→ **TEXTO MOSTRADO**:
◆ ◆ ◆ ◆ ◆
(Artículo publicado un ardiente 28 de julio de 2015 en el diario La Opinión de Murcia) |
Los
dedos, chorreantes de sudor, me resbalan en el teclado. Las neuronas,
recocidas, chisporrotean inútilmente en el cerebro recalentado. El aire
acondicionado, desesperado, ha tirado la toalla. A mi alrededor todo parece
desplomarse, derretido por la luz incandescente. El único que asciende,
triunfante y enrojecido, es el termómetro, que alcanza los cuarenta y cuatro
grados de vellón. Las palabras se evaporan y las ideas se resisten a salir de
la penumbra engañosamente fresca del cerebro. Se me ocurre pedir ayuda al
ministro de Cultura como lo hiciera aquel agricultor de Lorca a Ricardo de la Cierva, de visita en la
Ciudad del Sol. Mire usted, señor ministro, le dijo, a ver si puede hacer algo
con los malos olores de la curtidurías. No veo yo que tengo que ver con ese
problema medioambiental siendo como soy ministro de Cultura, le respondió
razonablemente don Ricardo. Pues eso mismo, le respondió el agricultor, que con
esta peste no se puede ni leer.
◆ ◆ ◆ ◆ ◆
→ **SECCIÓN DE DATOS**:
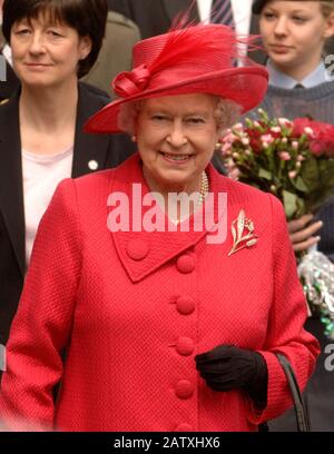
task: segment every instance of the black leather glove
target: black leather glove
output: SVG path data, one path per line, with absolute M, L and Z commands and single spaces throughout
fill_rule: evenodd
M 268 369 L 264 357 L 234 345 L 219 345 L 195 356 L 196 368 L 214 391 L 245 389 L 258 407 L 267 401 Z

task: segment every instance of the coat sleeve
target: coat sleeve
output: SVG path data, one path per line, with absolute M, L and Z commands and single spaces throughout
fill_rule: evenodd
M 81 267 L 78 217 L 75 182 L 63 180 L 39 225 L 7 344 L 0 393 L 7 430 L 52 428 L 52 391 L 62 374 Z
M 296 269 L 295 255 L 288 237 L 281 201 L 268 196 L 272 204 L 273 303 L 266 342 L 258 351 L 268 368 L 267 406 L 263 412 L 249 403 L 248 420 L 261 424 L 277 417 L 292 406 L 284 372 L 274 353 L 284 354 L 291 362 L 302 389 L 314 369 L 320 353 L 318 342 L 303 326 L 306 300 Z

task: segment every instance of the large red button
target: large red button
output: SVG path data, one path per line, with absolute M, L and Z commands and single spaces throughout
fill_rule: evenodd
M 180 314 L 193 314 L 195 310 L 195 299 L 189 295 L 181 295 L 176 300 L 176 307 Z
M 195 266 L 196 266 L 195 256 L 189 254 L 178 257 L 176 263 L 177 269 L 184 274 L 194 272 Z
M 176 342 L 176 352 L 183 356 L 189 356 L 194 352 L 195 344 L 190 337 L 179 337 Z
M 194 394 L 194 385 L 187 379 L 180 379 L 175 386 L 175 394 L 179 398 L 189 398 Z
M 148 244 L 141 239 L 130 239 L 127 244 L 127 255 L 132 260 L 143 260 L 148 254 Z

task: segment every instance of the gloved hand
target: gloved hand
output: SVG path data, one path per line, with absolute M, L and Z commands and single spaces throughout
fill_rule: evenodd
M 219 345 L 195 356 L 195 361 L 197 371 L 212 389 L 244 388 L 257 406 L 266 406 L 268 371 L 259 353 Z

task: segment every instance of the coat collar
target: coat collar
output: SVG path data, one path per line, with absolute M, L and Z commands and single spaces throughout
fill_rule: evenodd
M 89 135 L 82 131 L 87 119 L 101 109 L 107 101 L 108 99 L 99 96 L 92 87 L 82 82 L 79 83 L 72 178 L 106 167 L 109 137 Z
M 0 108 L 0 210 L 24 276 L 24 210 L 22 188 L 19 91 Z
M 226 194 L 225 177 L 218 175 L 212 165 L 207 168 L 209 178 L 210 191 L 217 195 L 218 193 Z M 141 197 L 132 204 L 132 184 L 137 184 L 141 188 Z M 115 176 L 110 180 L 109 195 L 125 194 L 130 199 L 129 213 L 130 219 L 134 220 L 131 214 L 138 213 L 137 208 L 143 198 L 149 191 L 146 181 L 143 177 L 141 162 L 138 155 L 128 159 L 124 165 L 115 170 Z M 139 282 L 150 273 L 166 264 L 168 260 L 176 258 L 181 253 L 191 254 L 194 246 L 215 227 L 215 224 L 223 220 L 226 216 L 226 210 L 218 209 L 218 204 L 213 204 L 213 211 L 209 221 L 203 223 L 204 226 L 200 231 L 195 231 L 194 224 L 190 221 L 189 231 L 170 231 L 168 230 L 168 220 L 165 217 L 166 231 L 135 231 L 134 225 L 130 223 L 127 231 L 111 231 L 114 243 L 120 261 L 126 268 L 132 282 Z M 207 204 L 205 204 L 207 205 Z M 143 207 L 143 206 L 141 206 Z M 140 220 L 147 216 L 151 206 L 143 207 L 143 216 Z M 110 219 L 112 208 L 108 208 L 108 219 Z M 191 217 L 194 219 L 194 217 Z M 137 218 L 138 219 L 138 218 Z M 170 226 L 170 225 L 169 225 Z M 139 228 L 138 228 L 139 229 Z

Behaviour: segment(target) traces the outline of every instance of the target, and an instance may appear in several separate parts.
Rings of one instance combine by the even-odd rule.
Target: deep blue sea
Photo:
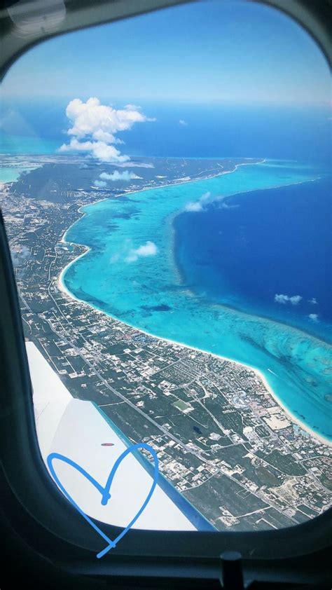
◆ ◆ ◆ ◆ ◆
→ **TAREA OBLIGATORIA A**:
En el artículo sobre el calor, ¿qué temperatura marca el termómetro?
→ **TAREA OBLIGATORIA B**:
Escribe la continuación del artículo sobre el calor a partir de su última frase.

→ **RESPUESTA REDACTADA A**:
Marca cuarenta y cuatro grados.

→ **RESPUESTA REDACTADA B**:
Pues
eso mismo le digo yo, señor ministro de Cultura, que con este calor no se puede
ni escribir. En la Gran Vía de Murcia hay dos aceras: la nuestra y la de los
guiris. Por la de la derecha en sentido descendente, a eso de las dos y media
de la tarde, caminamos los castellanos en fila india prisioneros de la delgada
línea de sombra. Sólo los más galantes, lo confieso, ceden a las señoras la
línea de sombra con grave riesgo de su vida. Por la acera de enfrente, la de la
izquierda, la de Mordor, únicamente se a ve a algunos turistas a punto de
perecer. ¡Corred, insensatos!, clamaba Gandalf ante el demonio de fuego,
mientras el látigo ardiente se enroscaba en su pierna.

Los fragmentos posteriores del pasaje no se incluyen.